The listing below is to be output in its exact form.

----- Recorded information

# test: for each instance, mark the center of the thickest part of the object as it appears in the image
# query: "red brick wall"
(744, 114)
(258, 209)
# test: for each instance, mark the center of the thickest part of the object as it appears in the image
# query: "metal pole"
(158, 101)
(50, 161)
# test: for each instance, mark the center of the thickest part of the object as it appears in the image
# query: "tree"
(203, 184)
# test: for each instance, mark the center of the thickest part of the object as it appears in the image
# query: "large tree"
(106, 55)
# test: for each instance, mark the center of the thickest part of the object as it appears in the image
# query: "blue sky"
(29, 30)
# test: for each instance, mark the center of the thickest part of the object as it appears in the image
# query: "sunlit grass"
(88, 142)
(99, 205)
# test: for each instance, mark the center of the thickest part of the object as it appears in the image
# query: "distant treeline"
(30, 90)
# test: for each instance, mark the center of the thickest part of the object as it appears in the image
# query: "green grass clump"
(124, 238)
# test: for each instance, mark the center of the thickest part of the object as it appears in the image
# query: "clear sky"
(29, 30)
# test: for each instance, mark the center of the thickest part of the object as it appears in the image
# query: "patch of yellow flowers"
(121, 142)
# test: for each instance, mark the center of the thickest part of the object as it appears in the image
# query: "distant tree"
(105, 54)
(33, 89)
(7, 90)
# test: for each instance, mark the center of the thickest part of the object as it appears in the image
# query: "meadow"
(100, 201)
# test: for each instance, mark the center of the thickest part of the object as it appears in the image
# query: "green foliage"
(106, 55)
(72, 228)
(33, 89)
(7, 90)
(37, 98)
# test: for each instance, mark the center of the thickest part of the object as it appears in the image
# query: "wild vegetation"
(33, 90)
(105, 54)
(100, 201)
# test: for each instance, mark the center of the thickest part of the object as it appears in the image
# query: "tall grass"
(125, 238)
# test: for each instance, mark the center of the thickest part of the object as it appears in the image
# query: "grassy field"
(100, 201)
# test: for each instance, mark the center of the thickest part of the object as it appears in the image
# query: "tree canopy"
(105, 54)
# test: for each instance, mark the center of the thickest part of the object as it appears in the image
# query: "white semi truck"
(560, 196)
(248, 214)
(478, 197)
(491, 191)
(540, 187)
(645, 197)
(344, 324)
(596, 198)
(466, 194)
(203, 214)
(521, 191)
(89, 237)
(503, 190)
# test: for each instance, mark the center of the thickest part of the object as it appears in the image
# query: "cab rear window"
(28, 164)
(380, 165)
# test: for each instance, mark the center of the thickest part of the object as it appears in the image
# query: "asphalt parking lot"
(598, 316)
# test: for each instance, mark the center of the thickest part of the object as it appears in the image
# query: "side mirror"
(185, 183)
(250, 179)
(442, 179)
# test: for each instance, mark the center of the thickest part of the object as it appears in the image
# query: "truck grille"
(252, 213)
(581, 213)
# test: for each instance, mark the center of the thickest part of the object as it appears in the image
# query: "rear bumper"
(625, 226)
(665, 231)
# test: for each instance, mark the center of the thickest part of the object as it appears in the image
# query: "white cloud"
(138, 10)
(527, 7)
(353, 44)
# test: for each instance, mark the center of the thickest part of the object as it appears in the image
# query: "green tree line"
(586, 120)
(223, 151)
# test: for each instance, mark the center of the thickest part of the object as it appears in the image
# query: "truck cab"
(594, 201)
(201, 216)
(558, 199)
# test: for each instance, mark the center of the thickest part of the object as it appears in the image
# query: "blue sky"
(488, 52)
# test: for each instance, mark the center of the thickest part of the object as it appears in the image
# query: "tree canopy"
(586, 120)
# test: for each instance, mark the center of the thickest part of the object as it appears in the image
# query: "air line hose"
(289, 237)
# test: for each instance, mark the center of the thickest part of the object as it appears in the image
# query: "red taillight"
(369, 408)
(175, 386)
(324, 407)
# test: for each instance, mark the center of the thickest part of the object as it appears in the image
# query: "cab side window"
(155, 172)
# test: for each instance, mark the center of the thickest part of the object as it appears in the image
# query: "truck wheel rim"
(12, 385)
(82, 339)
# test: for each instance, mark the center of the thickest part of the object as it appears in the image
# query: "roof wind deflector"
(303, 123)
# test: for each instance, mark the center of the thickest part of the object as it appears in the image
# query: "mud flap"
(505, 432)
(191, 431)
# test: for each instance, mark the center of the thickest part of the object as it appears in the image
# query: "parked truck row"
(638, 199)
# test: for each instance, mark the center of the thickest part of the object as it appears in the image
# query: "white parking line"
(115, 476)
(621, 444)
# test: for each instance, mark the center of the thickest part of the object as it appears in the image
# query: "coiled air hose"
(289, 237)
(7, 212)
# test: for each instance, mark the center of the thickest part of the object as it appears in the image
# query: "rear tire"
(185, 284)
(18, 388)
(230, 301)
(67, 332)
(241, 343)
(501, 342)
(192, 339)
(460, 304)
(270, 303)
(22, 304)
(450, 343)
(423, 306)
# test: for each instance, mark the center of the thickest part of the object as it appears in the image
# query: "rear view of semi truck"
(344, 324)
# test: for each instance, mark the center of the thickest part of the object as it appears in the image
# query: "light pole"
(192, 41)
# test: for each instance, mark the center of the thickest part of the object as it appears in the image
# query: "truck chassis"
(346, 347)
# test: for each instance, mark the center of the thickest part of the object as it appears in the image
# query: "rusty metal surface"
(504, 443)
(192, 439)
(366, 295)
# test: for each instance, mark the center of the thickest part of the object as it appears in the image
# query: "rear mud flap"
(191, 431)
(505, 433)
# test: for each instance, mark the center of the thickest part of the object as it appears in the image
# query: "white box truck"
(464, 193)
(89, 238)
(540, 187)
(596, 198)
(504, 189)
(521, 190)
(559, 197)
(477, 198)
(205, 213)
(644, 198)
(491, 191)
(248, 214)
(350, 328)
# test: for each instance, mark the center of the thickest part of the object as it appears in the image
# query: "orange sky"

----------

[Output below]
# test: for each instance, mark the center of the thickest part of the object as it appears in the image
# query: "red brick wall"
(744, 114)
(258, 209)
# test: for each instance, mark the center of the thickest part of the object as it appears in the image
# query: "metal pole"
(158, 101)
(50, 161)
# test: for each instance, mark the center of the thickest part of the object as it appears in the image
# query: "tree"
(203, 184)
# test: for each instance, mark the center of the thickest part of the object as it appears in the image
# query: "large tree"
(106, 55)
# test: for each instance, mark the center of the thickest part of the object as it appears in the image
# query: "blue sky"
(29, 30)
# test: for each instance, mark the center of the thickest part of the object as it appears in the image
# query: "sunlit grass"
(88, 142)
(99, 205)
# test: for each instance, mark the center of the thickest part of the object as it appears in the image
# query: "distant treeline"
(30, 90)
# test: for each instance, mark the center of the thickest part of the object as it appears in the image
# query: "green grass clump"
(124, 238)
# test: for each instance, mark the center of the thickest part of the object as it appears in the image
# query: "clear sky"
(29, 30)
# test: for each instance, mark the center of the thickest part of the object as it appears in the image
# query: "patch of yellow flowers"
(121, 142)
# test: for each instance, mark the center of the thickest part of the object as it appears in the image
# query: "distant tree"
(105, 54)
(33, 89)
(7, 90)
# test: for each instance, mark the center of the thickest part of the object as it appears in the image
# query: "meadow"
(100, 201)
# test: for each instance, mark the center of the thickest part of the object as it appears in the image
# query: "green foliage"
(106, 55)
(72, 228)
(33, 89)
(7, 90)
(37, 98)
# test: for each instance, mark the center of the thickest part of the object as it appears in the image
# query: "wild vegetation"
(33, 90)
(105, 54)
(100, 201)
# test: for each instance, mark the center of the thickest part of the object as it appears in the image
# query: "tall grass"
(125, 238)
# test: for each instance, mark the center of the thickest part of the object as it appears in the image
# query: "grassy field"
(100, 201)
# test: for each instance, mark the center of the thickest part of the object as it appears in the image
# query: "tree canopy"
(105, 54)
# test: for each instance, mark the center of the thickest part of the object as it appears in the image
# query: "white semi truck"
(560, 196)
(248, 214)
(478, 197)
(491, 191)
(540, 187)
(645, 197)
(344, 324)
(596, 198)
(466, 194)
(203, 214)
(521, 191)
(89, 237)
(503, 190)
# test: for each instance, mark the center of the thickest part of the object as it appears in the image
# query: "cab rear window"
(28, 164)
(380, 165)
# test: for each instance, mark the center of the thickest part of the object as it appears in the image
# query: "asphalt parking lot"
(598, 316)
# test: for each instance, mark the center of the thickest part of the object as it appears in the image
# query: "side mirror"
(185, 183)
(250, 179)
(442, 179)
# test: for each instance, mark the center of the thickest part of the object as it appears in the image
# query: "truck grille"
(252, 213)
(581, 213)
# test: for each instance, mark the center of the thickest part of the object as it appears in the image
# query: "rear bumper"
(625, 226)
(665, 231)
# test: for each instance, mark the center of the thickest part of the object as it appears in the image
# query: "white cloud"
(138, 10)
(527, 7)
(353, 44)
# test: for each instance, mark the center of the thickest part of the object as it appears in the image
# query: "green tree line"
(586, 120)
(223, 151)
# test: for each instance, mark the center of the thickest part of the object as it appears in the image
# query: "truck cab"
(594, 201)
(201, 216)
(558, 199)
# test: for each instance, mark the center of the thickest part of the object as it appears in the image
# query: "blue sky"
(488, 52)
# test: for each instance, mark the center of the thickest part of the object as it appears in the image
# query: "tree canopy"
(586, 120)
# test: for each instance, mark the center of the thickest part of the object as it appears in the image
# query: "air line hose"
(289, 237)
# test: for each instance, mark the center of the thickest part of the object as it appears in the image
# query: "red taillight"
(369, 408)
(175, 386)
(324, 407)
# test: for each instance, mark the center of the thickest part of the object as it appears in the image
# query: "cab side window"
(155, 172)
# test: for each instance, mark the center of the thickest part of the object as it appears in the image
# query: "truck wheel rim"
(12, 385)
(82, 339)
# test: for each instance, mark the center of the thickest part of the object as it appears in the image
# query: "roof wind deflector"
(303, 123)
# test: for each instance, mark the center of the thickest part of the object as it appears in the image
# query: "mud flap"
(505, 432)
(191, 431)
# test: for each instance, mark the center of the thickest part of the object as it appears in the image
# query: "parked truck row"
(638, 199)
# test: for each instance, mark the center of the thickest part of the object as it appears in the image
# query: "white parking line"
(115, 476)
(621, 444)
# test: for each instance, mark the center of the thickest part of the object as it appears in the image
# query: "coiled air hose"
(289, 237)
(7, 212)
# test: for each instance, mark the center of the thickest part of the object as it appears in the image
# query: "rear tire"
(185, 284)
(18, 388)
(230, 301)
(67, 332)
(241, 343)
(501, 342)
(192, 339)
(460, 304)
(270, 303)
(22, 304)
(450, 343)
(423, 306)
# test: for each instance, mark the center of the thickest part of the object as it appears in the image
# query: "rear view of semi truck"
(344, 324)
# test: for each instance, mark the center of the thickest part of the object as it appears in the image
# query: "light pole"
(192, 41)
# test: for each instance, mark the center of the thickest part of the object as it appears in the image
# query: "truck chassis"
(346, 347)
# test: for each instance, mark the center of the thickest part of the object as it appears in the image
# query: "rusty metal surface"
(504, 443)
(192, 439)
(366, 295)
# test: for each instance, mark the center of the thickest part of the object as it appears in the image
# query: "rear mud flap"
(191, 431)
(505, 433)
# test: for each instance, mark the center of the thickest part of the object as it appears in the image
# query: "white box truck"
(464, 193)
(89, 238)
(540, 187)
(596, 198)
(504, 189)
(521, 190)
(559, 197)
(477, 198)
(205, 213)
(644, 198)
(491, 191)
(248, 214)
(350, 328)
# test: for each instance, mark the center of the thickest part of the object as it appears in the image
# query: "orange sky"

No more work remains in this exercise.